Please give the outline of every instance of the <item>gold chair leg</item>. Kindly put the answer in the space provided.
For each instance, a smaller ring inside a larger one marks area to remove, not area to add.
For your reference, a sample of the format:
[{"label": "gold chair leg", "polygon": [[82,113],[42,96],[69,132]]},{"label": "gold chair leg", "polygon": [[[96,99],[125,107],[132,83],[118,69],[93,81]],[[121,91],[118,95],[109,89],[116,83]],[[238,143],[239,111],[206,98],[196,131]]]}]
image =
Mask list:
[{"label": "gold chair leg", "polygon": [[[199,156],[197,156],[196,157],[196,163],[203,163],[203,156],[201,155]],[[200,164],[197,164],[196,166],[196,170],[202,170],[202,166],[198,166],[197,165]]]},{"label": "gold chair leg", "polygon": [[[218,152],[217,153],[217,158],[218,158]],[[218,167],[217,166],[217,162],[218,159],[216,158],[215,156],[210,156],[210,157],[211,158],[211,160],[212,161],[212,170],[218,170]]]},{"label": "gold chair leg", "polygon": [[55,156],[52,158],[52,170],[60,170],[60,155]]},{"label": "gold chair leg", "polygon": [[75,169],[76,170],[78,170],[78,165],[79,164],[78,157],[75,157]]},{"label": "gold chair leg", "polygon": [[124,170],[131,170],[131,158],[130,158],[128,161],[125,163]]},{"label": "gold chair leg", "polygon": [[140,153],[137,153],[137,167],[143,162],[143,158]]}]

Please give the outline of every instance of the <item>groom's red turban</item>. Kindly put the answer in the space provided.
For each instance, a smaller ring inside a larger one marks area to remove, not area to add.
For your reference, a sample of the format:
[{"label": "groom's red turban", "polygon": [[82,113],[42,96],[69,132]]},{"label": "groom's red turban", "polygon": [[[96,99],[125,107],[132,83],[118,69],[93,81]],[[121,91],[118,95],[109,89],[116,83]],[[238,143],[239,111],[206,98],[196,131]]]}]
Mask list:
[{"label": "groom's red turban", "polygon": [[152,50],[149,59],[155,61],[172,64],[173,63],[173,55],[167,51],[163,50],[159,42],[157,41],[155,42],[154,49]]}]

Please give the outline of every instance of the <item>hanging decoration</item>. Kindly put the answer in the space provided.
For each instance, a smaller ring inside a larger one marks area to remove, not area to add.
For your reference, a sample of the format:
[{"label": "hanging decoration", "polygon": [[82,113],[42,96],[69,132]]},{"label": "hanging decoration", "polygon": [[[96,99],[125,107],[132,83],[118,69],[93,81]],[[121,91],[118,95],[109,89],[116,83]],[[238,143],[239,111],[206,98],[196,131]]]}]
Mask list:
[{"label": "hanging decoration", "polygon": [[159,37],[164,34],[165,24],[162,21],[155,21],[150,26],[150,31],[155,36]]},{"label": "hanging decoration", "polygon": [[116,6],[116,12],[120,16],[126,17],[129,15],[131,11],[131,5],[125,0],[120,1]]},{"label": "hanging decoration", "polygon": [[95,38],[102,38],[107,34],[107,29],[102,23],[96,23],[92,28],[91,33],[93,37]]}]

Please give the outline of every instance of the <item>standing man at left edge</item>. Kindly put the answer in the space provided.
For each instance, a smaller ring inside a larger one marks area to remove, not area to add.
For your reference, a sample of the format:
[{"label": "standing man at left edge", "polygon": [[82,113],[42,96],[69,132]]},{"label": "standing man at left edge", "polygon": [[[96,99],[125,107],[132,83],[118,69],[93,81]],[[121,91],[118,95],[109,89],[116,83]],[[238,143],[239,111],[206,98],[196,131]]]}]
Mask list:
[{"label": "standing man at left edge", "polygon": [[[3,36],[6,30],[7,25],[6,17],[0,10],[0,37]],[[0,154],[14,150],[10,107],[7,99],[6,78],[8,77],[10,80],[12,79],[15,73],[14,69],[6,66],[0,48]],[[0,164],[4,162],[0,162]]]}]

━━━━━━━━━━━━━━━━

• [What the task requires] Set out exactly the run of lines that begins at the line holding "Please give the outline of every instance of the <item>standing" and ends at the last line of the data.

• [Finished answer]
Please give the outline of every instance of the <item>standing man at left edge</item>. Kindly put the answer in the space provided.
For each instance, a smaller ring inside a larger one marks area to remove, not area to add.
For your reference, a sample of the format:
[{"label": "standing man at left edge", "polygon": [[82,113],[42,96],[69,132]]},{"label": "standing man at left edge", "polygon": [[[96,99],[125,107],[132,83],[118,69],[93,81]],[[121,91],[118,95],[109,89],[116,83]],[[238,143],[239,111],[206,98],[196,131]]]}]
Mask list:
[{"label": "standing man at left edge", "polygon": [[[3,36],[6,30],[7,25],[6,17],[0,10],[0,37]],[[0,154],[14,150],[10,107],[7,99],[6,78],[8,77],[10,80],[12,79],[15,73],[14,69],[6,66],[0,48]],[[0,164],[4,162],[0,162]]]}]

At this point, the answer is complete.